- **Given data**:
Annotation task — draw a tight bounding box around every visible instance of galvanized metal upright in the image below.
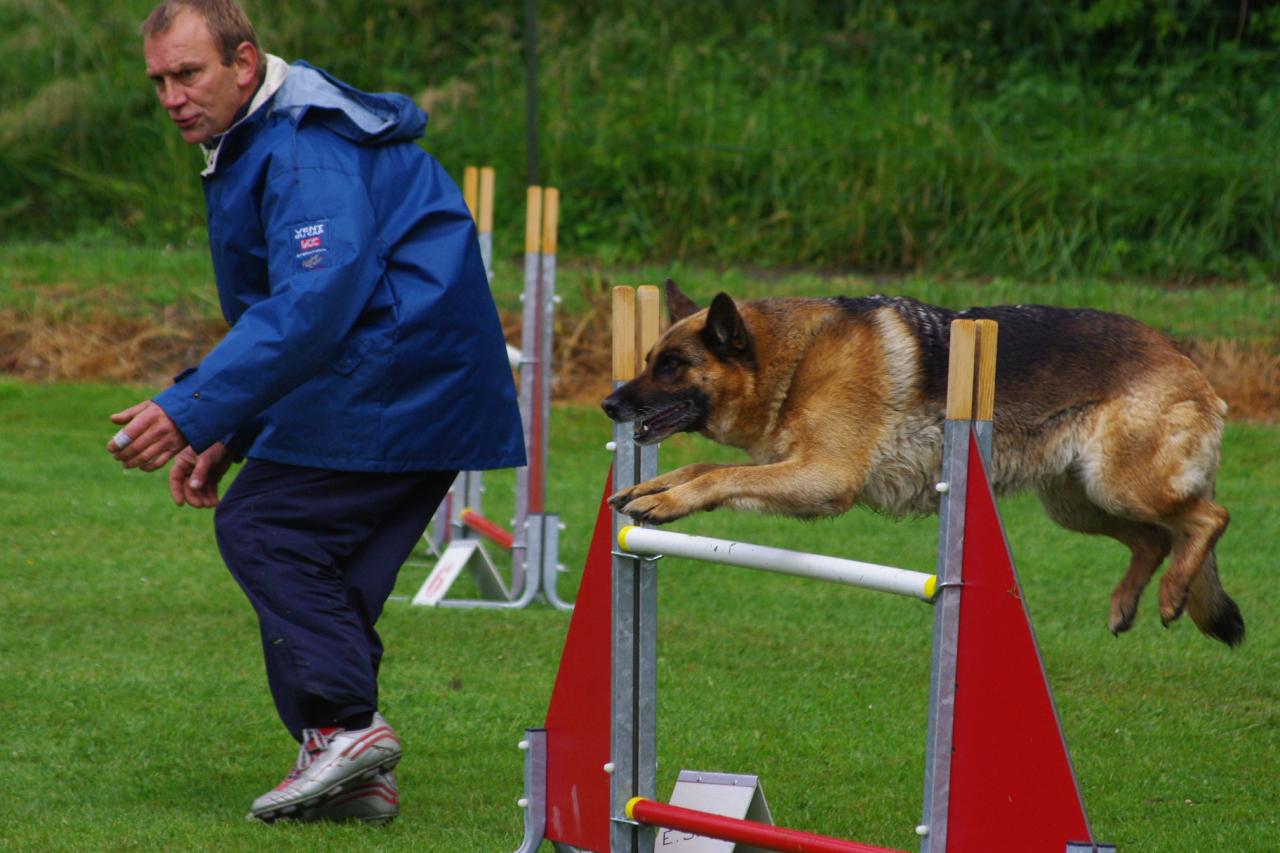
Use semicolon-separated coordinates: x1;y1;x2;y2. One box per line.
609;285;661;852
418;178;570;610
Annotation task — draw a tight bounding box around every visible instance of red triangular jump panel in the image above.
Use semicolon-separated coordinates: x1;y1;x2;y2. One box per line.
542;472;614;852
948;434;1094;852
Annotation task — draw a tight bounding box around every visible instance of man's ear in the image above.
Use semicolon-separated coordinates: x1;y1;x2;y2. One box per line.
233;40;260;90
700;292;751;359
665;278;700;323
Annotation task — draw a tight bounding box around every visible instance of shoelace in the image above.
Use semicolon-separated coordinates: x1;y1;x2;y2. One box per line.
302;727;336;755
279;727;339;787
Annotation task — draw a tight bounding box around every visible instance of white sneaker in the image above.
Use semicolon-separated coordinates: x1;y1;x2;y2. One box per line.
301;770;399;824
248;713;401;822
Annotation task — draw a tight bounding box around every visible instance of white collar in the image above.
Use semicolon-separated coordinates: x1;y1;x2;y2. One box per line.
200;54;290;177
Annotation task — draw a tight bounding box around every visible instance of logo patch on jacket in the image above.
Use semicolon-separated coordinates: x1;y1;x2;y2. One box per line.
291;220;329;271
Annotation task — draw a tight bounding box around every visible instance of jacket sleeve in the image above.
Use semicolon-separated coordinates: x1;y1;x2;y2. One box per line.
154;149;384;452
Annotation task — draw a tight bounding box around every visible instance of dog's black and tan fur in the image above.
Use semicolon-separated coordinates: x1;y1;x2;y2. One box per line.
603;281;1244;646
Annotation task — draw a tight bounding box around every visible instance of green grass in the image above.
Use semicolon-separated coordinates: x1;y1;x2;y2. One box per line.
2;379;1277;851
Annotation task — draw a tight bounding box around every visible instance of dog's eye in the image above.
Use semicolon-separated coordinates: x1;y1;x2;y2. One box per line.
654;354;685;380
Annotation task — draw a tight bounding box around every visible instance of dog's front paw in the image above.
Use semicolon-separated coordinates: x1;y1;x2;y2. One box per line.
621;492;690;525
608;482;667;511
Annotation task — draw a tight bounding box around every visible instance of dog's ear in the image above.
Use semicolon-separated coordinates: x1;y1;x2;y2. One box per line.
700;292;751;360
665;279;700;323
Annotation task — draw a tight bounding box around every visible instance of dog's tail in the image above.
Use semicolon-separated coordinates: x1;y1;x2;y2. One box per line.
1184;550;1245;647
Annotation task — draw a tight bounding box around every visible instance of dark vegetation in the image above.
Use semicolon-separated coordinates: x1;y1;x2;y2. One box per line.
5;0;1280;281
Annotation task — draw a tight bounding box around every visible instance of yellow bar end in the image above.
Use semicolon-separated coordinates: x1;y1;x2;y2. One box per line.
625;796;647;820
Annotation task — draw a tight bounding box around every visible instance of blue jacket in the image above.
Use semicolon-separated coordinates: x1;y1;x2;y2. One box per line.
154;60;525;473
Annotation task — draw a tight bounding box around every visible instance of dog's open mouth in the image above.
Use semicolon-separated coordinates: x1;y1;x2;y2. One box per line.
635;401;693;444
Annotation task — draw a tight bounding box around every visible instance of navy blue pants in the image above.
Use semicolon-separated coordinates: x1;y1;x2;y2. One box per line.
214;460;456;740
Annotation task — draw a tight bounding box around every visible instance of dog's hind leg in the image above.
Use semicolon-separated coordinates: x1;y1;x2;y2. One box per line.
1066;467;1242;645
1035;474;1171;636
1159;496;1238;642
1077;390;1241;645
1105;523;1172;636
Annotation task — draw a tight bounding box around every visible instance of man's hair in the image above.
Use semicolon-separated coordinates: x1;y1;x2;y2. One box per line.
141;0;260;66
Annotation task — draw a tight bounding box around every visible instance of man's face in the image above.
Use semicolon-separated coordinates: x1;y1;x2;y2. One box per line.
144;10;257;145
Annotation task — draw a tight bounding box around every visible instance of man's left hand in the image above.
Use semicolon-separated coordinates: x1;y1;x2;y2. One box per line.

- **What to produce**:
The required answer is an exact, picture-free copy of the lines from the opening of the listing above through the line with "shoelace in the image above.".

- **Task response**:
Annotation task — draw a tight bounding box around every visible instance of galvanized metal upright in the image below.
Use semicolon-separated coordinates: x1;y1;x2;y2. One box per line.
609;285;661;852
418;178;570;610
Annotation task — draw a tight bounding box around every visible instance of red triangular jump panel in the image above.
Use semicolon-separated coordinates: x1;y1;x2;y2. One box per line.
542;472;614;852
948;434;1094;852
Annotation task — draw a tight bounding box around every visible instance of man's ear in the image above.
Use semicolon-separated coordinates: x1;y1;x2;y2. One box per line.
233;40;260;90
700;292;751;359
665;278;700;323
Annotation task — draw a tight bounding box around every visible instance of shoelace in the image above.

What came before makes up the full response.